• **TASK INSTRUCTIONS**:
Arrange the lines from the start of the records up to and including the line containing "480,336,688,500" as a JSON list of strings, one string per line, with blank lines skipped. Leave the pictures out.

(Extracted data entries)
+ + + + +

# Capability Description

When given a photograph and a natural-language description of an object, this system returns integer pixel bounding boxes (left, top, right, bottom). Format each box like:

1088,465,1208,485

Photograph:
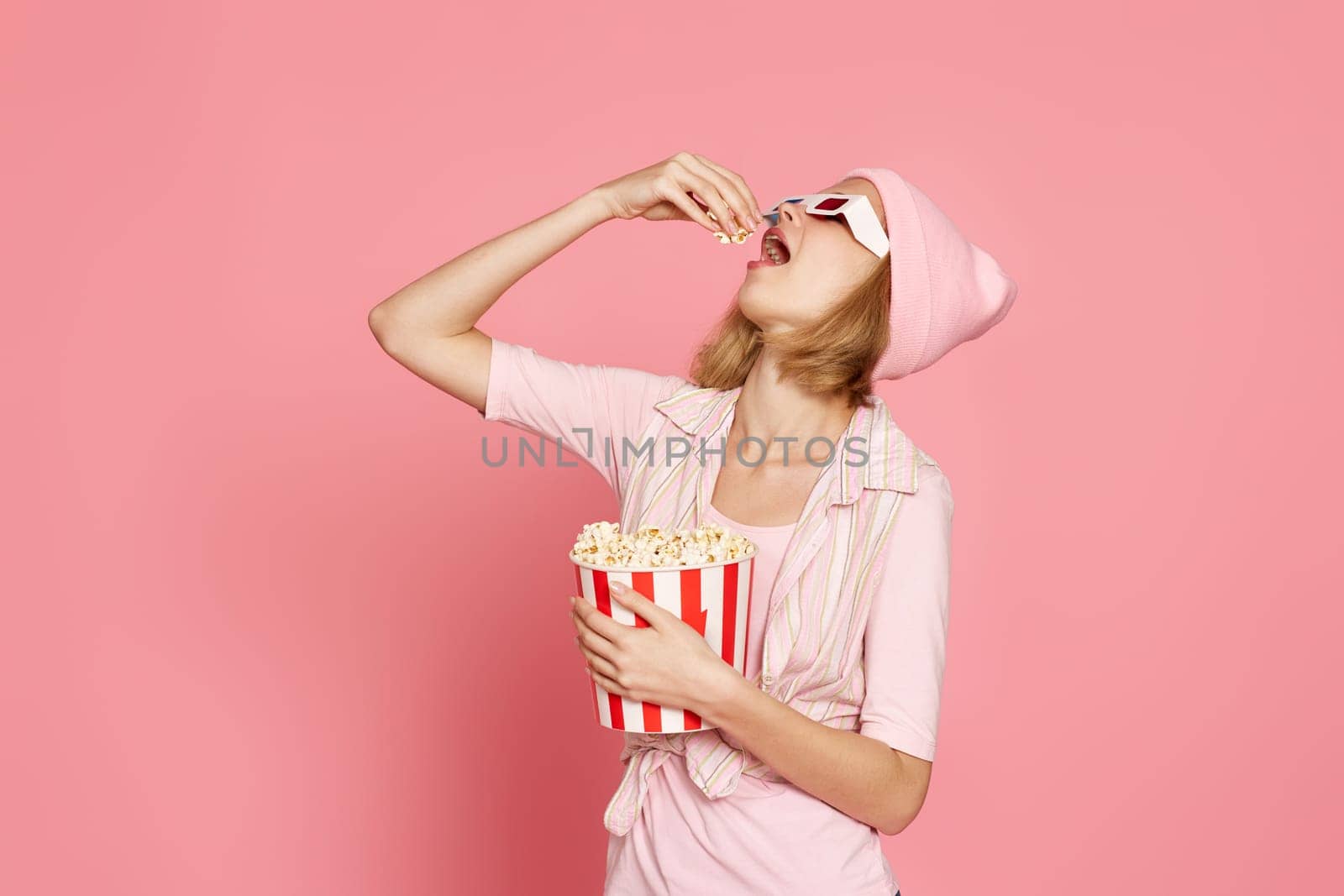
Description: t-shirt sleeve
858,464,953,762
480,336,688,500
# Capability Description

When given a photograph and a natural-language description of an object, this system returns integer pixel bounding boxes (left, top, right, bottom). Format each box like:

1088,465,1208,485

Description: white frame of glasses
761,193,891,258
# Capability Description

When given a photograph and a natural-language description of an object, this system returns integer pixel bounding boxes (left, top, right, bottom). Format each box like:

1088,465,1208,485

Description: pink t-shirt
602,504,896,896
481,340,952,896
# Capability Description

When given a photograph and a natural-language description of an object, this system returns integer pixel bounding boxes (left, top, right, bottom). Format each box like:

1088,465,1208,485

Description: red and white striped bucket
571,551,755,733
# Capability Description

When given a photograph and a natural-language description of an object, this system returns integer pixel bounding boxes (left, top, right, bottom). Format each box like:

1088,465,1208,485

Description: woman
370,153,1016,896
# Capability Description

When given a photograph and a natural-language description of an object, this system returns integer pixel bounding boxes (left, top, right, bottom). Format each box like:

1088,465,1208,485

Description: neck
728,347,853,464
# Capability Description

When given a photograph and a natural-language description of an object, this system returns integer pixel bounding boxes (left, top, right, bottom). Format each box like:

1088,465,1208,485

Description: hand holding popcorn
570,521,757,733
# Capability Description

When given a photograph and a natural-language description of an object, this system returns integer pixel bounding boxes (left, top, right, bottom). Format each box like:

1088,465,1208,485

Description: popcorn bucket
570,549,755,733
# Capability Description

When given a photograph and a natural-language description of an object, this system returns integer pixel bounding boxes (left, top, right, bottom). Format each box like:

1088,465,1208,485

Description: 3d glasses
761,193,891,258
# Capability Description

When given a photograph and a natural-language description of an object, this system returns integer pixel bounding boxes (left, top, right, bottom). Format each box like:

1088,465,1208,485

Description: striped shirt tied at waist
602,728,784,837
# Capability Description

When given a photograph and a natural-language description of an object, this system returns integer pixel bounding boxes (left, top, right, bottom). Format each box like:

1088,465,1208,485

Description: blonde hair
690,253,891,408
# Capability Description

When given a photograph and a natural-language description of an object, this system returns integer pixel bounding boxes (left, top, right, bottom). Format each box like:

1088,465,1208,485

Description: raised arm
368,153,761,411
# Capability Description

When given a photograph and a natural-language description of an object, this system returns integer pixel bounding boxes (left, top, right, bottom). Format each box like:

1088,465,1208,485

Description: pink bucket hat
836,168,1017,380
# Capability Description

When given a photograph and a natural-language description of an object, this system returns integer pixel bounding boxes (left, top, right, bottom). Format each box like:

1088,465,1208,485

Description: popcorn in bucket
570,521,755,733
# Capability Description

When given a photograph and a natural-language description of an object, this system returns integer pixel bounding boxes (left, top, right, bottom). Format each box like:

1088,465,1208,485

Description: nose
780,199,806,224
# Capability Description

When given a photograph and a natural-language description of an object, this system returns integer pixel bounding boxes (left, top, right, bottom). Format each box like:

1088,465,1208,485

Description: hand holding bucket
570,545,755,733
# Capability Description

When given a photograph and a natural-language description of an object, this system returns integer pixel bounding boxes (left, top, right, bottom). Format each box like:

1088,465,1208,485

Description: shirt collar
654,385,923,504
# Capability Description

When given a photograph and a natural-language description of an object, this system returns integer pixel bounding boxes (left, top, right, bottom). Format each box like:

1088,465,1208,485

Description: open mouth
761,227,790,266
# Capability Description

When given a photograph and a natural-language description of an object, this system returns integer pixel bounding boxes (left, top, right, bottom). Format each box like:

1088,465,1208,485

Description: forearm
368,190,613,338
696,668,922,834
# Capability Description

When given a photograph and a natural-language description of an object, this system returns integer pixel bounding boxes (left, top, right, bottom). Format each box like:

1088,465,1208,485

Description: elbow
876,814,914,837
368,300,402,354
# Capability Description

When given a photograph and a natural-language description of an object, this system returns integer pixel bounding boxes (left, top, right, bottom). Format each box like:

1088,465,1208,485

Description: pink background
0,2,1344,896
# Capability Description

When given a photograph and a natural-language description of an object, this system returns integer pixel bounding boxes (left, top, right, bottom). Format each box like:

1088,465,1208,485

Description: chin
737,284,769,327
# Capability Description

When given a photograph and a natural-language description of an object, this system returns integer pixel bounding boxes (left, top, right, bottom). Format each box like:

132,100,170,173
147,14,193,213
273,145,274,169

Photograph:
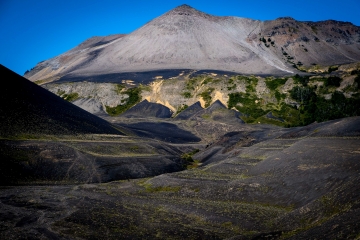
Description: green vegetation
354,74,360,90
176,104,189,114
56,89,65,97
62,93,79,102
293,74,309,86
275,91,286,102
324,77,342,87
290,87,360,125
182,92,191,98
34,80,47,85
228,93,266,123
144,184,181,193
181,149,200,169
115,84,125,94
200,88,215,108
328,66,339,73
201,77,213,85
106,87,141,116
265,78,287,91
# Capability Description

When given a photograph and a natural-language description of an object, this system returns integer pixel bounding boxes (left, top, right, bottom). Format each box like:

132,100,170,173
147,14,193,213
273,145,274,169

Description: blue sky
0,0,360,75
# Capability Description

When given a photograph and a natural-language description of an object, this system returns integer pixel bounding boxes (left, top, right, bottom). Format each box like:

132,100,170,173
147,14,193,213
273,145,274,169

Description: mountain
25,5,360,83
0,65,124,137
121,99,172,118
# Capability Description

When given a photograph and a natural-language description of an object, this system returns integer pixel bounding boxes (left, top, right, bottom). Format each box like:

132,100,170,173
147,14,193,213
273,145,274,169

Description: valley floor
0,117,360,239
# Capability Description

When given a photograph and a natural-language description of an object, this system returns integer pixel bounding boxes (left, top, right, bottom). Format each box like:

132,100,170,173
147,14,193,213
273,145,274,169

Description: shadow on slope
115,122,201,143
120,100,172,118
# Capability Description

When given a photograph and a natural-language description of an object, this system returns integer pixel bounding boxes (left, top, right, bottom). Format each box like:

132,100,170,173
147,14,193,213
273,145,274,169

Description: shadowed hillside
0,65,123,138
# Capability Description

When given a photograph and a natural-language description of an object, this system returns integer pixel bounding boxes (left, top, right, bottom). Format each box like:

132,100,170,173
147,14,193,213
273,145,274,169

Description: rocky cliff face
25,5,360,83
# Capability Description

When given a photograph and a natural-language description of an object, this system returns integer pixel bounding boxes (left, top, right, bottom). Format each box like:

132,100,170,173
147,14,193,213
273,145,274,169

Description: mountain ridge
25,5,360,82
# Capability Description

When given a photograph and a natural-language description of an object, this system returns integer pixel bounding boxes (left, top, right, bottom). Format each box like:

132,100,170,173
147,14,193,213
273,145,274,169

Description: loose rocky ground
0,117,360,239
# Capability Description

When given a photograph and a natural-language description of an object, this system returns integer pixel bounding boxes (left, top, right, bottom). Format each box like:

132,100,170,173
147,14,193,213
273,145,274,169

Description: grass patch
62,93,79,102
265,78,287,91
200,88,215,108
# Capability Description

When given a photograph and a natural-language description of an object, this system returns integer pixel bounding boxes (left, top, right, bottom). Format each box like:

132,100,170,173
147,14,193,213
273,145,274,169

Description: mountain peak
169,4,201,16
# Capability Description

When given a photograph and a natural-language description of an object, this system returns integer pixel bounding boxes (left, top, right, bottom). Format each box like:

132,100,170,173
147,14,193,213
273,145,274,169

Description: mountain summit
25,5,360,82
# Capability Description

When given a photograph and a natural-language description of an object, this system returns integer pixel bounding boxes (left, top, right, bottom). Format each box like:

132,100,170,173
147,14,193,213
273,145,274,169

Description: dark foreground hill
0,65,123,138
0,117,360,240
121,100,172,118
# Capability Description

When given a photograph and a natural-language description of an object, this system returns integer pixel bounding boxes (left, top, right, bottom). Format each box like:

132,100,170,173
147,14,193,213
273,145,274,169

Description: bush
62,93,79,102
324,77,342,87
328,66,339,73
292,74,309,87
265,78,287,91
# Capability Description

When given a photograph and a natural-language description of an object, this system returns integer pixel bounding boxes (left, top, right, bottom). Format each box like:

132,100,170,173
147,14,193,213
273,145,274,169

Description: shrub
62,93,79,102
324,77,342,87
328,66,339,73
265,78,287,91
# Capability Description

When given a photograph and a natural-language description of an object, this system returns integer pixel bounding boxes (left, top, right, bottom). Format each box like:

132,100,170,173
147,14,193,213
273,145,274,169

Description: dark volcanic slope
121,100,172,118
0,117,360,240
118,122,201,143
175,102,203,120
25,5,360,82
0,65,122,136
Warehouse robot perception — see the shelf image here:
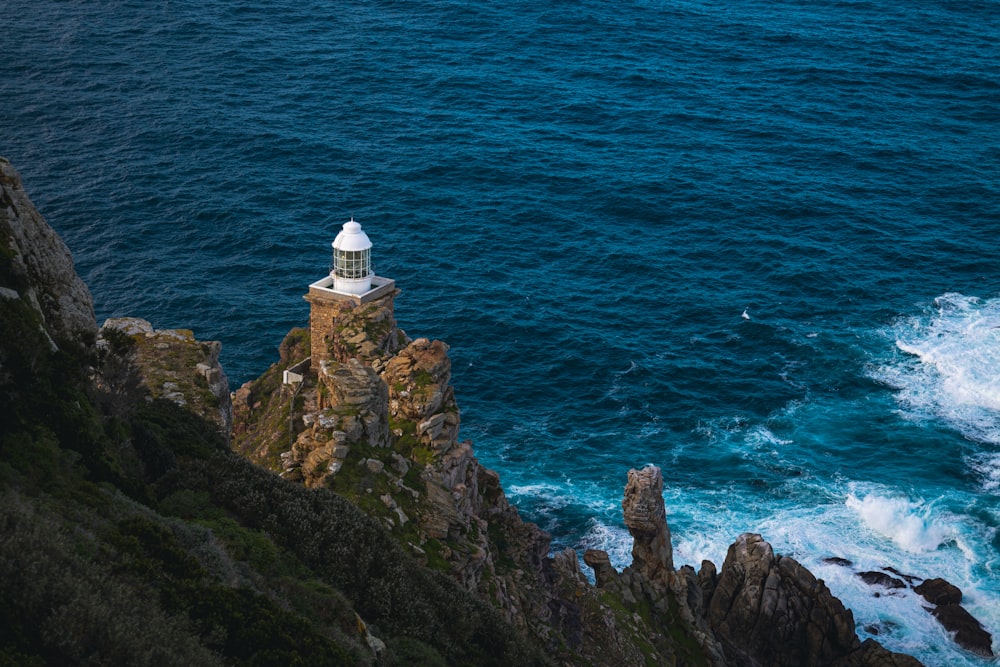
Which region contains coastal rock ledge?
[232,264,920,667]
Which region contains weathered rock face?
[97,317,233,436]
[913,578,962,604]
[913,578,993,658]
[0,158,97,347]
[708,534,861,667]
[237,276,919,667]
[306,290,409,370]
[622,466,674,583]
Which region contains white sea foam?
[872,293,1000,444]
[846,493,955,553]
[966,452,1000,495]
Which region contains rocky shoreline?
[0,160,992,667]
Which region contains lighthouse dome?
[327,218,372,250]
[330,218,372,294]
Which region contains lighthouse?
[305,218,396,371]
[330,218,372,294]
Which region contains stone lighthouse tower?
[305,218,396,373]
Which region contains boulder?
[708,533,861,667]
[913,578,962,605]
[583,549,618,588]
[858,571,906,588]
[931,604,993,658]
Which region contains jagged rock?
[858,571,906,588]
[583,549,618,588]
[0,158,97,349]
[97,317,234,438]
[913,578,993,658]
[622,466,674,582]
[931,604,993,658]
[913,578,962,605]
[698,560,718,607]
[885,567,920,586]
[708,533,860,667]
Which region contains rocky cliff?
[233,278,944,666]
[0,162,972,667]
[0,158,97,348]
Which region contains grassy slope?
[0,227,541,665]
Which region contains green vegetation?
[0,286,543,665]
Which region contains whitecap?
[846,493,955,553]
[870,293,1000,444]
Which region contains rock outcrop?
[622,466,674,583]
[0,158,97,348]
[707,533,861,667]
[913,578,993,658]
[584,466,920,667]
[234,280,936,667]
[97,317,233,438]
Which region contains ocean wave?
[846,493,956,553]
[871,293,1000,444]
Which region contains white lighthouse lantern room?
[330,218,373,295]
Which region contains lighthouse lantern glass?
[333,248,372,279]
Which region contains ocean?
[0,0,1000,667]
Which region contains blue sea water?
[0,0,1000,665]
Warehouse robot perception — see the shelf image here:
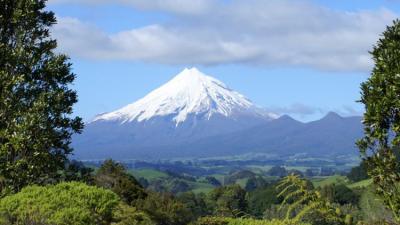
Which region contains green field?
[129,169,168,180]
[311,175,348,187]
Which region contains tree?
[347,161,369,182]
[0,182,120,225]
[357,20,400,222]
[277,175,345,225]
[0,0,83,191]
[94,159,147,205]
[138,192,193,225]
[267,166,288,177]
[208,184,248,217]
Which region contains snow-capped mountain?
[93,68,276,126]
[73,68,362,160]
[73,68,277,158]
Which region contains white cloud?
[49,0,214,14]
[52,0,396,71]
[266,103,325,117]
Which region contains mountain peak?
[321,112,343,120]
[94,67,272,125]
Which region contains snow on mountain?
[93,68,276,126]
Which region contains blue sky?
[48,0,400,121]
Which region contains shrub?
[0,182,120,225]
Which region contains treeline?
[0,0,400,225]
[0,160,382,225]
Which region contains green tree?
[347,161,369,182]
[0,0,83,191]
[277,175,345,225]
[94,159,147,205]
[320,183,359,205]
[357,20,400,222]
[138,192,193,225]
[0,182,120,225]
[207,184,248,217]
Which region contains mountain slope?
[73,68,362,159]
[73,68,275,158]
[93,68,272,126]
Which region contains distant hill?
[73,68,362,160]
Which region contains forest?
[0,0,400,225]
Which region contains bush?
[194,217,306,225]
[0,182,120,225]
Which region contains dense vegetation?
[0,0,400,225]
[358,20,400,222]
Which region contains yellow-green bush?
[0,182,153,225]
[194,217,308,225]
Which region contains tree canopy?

+ + + + +

• **FULL RESPONSE**:
[
  "# Capability Description",
  "When given a photograph and a natural-language description of an object, this system returns integer pixel bounding boxes (left, top, right, bottom). Format each box like:",
  "1088,465,1208,485",
  "Photograph:",
  "Description: t-shirt sleeve",
  "858,464,953,762",
  "480,336,688,500"
]